- [YOUR OBJECTIVE]:
For the records below, count the lines containing the word "windshield" and reply with the number alone.

(Referring expression pointing data)
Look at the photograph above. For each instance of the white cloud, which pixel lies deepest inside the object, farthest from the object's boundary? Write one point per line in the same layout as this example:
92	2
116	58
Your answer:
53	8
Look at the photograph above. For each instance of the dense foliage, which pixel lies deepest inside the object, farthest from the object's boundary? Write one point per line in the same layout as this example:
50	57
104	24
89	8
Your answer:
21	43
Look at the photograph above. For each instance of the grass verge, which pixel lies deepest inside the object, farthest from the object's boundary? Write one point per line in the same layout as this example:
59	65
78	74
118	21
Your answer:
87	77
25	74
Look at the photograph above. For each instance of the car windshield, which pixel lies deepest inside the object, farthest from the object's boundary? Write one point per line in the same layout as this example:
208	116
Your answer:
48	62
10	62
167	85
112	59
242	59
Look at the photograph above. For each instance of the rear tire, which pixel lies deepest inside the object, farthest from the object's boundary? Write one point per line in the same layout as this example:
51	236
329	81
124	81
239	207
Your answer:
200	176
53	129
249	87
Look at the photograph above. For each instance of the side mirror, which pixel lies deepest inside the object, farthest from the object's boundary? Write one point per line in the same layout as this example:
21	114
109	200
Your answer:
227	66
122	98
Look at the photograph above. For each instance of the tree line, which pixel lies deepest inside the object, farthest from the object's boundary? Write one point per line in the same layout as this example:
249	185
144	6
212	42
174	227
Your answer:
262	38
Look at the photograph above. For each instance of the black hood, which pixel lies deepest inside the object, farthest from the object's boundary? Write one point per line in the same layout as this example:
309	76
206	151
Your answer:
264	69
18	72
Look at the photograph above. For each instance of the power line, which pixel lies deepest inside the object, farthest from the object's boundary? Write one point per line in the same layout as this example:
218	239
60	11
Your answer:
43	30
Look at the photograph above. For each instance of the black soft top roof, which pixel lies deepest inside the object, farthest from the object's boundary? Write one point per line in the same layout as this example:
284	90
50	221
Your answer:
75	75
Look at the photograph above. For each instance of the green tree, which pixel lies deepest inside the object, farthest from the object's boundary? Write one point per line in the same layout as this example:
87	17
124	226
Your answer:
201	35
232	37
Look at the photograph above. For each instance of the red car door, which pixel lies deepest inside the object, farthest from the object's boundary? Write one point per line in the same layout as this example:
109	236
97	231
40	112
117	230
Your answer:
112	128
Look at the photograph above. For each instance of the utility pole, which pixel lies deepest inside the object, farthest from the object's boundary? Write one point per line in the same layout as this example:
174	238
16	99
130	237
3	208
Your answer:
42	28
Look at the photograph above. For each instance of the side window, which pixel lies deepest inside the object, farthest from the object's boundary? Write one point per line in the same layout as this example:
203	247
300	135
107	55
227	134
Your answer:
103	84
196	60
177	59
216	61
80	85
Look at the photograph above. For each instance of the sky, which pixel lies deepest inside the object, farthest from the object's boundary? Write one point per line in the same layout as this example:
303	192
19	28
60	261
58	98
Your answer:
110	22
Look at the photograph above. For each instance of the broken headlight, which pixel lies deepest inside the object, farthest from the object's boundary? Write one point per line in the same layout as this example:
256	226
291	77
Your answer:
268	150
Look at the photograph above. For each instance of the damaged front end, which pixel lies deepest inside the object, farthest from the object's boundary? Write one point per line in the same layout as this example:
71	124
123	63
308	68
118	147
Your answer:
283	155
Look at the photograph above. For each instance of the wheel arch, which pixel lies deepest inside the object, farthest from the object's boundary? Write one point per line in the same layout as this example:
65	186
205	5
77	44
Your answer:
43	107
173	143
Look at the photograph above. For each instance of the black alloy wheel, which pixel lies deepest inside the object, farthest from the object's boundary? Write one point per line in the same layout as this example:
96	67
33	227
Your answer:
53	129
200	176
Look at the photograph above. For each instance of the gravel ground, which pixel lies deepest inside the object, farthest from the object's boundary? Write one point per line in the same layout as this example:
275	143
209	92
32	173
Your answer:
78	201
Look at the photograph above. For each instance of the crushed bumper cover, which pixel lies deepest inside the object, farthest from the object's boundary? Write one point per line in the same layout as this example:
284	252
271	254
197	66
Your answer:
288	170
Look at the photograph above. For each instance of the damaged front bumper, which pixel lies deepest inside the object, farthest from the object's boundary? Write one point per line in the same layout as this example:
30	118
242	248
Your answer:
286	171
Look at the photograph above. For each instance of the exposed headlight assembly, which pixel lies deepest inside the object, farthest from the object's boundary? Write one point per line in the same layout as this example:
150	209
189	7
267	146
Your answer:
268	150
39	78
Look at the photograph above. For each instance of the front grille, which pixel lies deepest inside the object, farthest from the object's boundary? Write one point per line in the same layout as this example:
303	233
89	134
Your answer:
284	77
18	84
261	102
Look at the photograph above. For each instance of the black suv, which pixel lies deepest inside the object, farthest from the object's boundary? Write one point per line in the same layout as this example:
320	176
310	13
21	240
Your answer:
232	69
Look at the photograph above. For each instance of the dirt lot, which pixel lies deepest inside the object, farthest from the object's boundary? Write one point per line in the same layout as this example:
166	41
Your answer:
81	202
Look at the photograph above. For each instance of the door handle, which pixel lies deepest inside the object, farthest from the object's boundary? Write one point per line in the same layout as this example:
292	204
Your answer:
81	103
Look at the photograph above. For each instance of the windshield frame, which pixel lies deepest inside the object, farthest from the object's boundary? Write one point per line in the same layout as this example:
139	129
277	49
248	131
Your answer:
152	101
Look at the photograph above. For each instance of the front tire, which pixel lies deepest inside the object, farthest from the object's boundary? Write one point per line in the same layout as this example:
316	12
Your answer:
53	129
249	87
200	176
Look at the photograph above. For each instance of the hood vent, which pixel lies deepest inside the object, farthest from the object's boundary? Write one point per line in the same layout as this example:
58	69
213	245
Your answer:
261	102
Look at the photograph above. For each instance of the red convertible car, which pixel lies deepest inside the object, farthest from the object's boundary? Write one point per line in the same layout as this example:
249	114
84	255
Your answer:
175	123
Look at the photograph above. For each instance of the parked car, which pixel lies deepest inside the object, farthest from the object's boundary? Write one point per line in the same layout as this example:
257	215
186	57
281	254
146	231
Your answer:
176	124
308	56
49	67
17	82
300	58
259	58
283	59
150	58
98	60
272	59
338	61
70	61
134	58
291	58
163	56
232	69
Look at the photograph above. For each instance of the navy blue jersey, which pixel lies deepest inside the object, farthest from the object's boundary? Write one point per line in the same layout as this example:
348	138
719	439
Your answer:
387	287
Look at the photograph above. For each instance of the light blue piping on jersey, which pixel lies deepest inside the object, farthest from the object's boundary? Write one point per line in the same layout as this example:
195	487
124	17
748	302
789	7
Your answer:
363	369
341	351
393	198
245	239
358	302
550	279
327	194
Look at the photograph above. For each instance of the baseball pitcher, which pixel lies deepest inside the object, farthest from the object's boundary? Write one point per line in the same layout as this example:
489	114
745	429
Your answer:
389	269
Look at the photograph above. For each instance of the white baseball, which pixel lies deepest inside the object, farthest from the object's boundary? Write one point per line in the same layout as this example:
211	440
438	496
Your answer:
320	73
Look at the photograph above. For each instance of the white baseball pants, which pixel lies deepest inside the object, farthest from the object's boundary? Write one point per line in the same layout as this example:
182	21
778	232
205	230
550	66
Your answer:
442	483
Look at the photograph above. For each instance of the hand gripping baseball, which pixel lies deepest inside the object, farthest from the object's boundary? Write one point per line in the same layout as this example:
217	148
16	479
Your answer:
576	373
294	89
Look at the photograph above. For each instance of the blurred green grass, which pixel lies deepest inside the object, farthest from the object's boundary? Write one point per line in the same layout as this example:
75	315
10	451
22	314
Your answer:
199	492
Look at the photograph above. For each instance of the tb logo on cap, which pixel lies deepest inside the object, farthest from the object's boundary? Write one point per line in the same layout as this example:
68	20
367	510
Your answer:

- [SOLUTION TO THIS PROBLEM]:
2